--- EXERCISE ---
Reproduce the lines of the listing, starting at the line that has "Search the above image for: white car on road" and ending after the line that has "xmin=348 ymin=1301 xmax=460 ymax=1499", with the requests and format lines left unchanged. In the answers, resize every bounding-box coordinate by multiplying it by 2.3 and rounding to a whole number, with halves rounded up.

<<<<

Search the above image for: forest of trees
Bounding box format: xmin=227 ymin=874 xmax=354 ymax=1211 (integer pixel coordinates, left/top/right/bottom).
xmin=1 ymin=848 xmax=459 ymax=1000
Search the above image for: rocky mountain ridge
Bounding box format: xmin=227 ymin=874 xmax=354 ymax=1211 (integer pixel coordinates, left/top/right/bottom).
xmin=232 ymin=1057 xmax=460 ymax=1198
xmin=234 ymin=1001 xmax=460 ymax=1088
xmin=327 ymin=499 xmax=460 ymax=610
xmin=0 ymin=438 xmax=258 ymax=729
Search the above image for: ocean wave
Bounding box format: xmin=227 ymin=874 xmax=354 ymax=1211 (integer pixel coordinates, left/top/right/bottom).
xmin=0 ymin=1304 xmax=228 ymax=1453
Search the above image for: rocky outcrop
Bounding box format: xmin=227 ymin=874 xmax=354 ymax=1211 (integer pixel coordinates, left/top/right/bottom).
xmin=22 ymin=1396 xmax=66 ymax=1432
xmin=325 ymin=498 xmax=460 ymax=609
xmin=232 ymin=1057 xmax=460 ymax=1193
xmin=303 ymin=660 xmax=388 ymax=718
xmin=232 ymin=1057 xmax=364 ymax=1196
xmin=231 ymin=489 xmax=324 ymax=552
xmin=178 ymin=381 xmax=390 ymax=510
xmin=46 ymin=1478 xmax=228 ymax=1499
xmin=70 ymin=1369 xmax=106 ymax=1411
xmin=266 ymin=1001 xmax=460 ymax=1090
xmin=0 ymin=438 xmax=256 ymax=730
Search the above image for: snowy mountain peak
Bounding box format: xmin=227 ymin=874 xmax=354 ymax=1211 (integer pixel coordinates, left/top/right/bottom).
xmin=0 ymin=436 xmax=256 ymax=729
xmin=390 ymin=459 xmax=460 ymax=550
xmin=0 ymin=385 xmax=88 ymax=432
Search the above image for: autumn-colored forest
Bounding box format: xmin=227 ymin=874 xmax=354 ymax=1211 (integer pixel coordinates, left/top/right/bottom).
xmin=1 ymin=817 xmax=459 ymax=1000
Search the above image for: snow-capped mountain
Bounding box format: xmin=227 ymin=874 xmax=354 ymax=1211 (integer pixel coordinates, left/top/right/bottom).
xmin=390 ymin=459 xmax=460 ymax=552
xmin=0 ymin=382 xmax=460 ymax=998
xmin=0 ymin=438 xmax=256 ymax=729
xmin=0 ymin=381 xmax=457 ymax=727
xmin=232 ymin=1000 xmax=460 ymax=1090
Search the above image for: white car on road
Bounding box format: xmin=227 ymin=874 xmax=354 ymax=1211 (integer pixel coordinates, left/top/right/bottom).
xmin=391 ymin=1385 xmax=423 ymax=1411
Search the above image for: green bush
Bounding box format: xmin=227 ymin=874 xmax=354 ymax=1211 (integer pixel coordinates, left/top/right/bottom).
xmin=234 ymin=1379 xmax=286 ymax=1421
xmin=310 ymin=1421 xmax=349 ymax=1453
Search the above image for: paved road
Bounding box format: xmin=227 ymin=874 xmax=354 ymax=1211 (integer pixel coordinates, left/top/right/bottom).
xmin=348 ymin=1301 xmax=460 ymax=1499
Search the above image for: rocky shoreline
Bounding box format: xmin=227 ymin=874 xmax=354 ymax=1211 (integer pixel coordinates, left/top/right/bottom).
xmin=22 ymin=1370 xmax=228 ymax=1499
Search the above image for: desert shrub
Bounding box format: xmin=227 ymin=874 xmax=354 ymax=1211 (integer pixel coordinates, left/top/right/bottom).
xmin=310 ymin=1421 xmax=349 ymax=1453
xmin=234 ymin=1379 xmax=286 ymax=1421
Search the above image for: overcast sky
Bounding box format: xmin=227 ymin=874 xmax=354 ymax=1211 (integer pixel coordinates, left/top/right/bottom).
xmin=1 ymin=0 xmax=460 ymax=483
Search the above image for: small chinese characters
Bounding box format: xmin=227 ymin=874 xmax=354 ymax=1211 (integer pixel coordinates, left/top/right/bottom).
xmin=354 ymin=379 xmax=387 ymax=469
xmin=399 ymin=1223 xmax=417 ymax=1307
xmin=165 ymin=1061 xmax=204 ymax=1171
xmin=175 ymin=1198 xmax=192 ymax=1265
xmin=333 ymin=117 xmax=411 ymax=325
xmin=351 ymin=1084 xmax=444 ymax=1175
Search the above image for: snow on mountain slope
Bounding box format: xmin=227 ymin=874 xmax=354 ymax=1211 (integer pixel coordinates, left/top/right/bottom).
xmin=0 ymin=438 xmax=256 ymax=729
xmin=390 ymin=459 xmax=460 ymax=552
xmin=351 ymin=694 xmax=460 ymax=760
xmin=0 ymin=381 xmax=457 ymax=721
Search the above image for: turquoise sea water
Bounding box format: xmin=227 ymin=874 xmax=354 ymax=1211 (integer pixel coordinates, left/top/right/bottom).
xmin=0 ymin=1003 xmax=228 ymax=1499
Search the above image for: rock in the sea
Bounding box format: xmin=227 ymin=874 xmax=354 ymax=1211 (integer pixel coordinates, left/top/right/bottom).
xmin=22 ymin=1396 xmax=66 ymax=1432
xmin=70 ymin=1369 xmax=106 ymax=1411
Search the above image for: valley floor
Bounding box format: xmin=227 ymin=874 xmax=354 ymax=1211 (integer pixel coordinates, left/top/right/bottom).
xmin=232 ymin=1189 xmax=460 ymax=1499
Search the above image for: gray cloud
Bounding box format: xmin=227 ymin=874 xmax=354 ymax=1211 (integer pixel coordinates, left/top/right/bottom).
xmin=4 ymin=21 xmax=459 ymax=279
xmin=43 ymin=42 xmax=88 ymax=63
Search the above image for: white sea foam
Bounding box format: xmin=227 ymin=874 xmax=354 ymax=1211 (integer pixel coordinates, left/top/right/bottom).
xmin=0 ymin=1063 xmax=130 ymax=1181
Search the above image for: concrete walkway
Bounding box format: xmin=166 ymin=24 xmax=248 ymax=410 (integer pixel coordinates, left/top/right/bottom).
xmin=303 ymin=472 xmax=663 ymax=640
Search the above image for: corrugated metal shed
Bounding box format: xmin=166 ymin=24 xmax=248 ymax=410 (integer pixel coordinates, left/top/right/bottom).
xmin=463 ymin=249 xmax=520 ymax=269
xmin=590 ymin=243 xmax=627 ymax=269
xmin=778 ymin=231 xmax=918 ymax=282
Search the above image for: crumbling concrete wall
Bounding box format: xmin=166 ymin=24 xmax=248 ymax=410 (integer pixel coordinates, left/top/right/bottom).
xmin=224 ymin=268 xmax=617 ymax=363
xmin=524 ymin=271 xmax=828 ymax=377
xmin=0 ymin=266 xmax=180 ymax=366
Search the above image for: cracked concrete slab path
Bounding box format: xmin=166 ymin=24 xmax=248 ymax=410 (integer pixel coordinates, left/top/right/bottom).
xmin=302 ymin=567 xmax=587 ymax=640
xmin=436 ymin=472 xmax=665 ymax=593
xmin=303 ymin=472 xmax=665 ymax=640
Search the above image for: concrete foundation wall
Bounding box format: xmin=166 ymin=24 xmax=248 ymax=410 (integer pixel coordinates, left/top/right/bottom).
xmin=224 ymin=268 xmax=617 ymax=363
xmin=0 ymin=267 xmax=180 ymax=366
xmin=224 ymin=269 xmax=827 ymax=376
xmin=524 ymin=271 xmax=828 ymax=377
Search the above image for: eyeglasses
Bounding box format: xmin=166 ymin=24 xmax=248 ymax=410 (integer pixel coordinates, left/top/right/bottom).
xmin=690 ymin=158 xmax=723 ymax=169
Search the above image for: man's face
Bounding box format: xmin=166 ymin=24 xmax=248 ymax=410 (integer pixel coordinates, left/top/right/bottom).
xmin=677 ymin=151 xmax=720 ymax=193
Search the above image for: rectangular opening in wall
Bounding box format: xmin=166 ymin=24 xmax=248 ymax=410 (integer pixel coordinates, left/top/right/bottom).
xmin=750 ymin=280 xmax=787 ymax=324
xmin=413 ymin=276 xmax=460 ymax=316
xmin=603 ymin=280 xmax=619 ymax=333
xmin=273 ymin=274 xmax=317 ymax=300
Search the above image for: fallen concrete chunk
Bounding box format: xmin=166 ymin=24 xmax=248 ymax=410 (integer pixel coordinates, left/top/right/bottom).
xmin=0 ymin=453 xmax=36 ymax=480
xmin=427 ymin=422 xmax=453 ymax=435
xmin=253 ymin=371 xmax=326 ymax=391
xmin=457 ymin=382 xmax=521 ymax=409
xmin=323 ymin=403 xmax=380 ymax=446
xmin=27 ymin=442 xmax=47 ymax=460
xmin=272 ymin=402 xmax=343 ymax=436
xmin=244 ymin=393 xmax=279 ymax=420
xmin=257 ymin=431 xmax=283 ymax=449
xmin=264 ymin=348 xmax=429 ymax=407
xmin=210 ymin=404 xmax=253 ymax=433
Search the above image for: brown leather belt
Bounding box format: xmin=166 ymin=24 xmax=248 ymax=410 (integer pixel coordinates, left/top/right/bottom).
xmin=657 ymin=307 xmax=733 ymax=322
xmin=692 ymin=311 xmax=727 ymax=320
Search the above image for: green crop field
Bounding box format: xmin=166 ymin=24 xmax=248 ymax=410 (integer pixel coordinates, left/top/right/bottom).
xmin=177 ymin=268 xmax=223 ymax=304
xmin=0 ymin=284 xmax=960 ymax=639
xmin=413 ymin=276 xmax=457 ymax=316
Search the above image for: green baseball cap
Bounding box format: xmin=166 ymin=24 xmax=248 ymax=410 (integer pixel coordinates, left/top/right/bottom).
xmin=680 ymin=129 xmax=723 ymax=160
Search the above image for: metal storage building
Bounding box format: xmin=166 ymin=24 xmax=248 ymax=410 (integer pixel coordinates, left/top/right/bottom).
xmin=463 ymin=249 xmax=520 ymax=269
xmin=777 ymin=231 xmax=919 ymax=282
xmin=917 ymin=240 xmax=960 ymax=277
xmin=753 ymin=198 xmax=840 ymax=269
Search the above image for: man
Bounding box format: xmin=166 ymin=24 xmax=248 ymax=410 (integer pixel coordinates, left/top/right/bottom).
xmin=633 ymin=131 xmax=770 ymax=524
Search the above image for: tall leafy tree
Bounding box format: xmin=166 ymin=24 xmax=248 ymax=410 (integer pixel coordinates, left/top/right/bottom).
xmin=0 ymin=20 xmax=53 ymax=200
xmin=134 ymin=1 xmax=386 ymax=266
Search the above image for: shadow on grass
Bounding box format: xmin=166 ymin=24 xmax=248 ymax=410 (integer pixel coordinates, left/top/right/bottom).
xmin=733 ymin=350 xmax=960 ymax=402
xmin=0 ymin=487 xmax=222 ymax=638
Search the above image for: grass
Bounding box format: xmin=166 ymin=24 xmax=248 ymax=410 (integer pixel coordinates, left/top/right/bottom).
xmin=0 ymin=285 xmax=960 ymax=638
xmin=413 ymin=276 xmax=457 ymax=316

>>>>

--- SOLUTION FOR THIS TASK ---
Search the above image for: white car on road
Bounding box format: xmin=227 ymin=874 xmax=354 ymax=1211 (integer pixel coordinates, left/top/right/bottom).
xmin=899 ymin=3186 xmax=973 ymax=3245
Search the above image for: green bush
Bounding box format: xmin=227 ymin=874 xmax=354 ymax=1211 (integer pixel coordinates, left/top/right/bottom).
xmin=538 ymin=3172 xmax=658 ymax=3268
xmin=713 ymin=3268 xmax=803 ymax=3342
Search the above image for: paved road
Bounding box format: xmin=227 ymin=874 xmax=354 ymax=1211 (integer pixel coordinates, left/top/right/bottom).
xmin=800 ymin=2992 xmax=1058 ymax=3448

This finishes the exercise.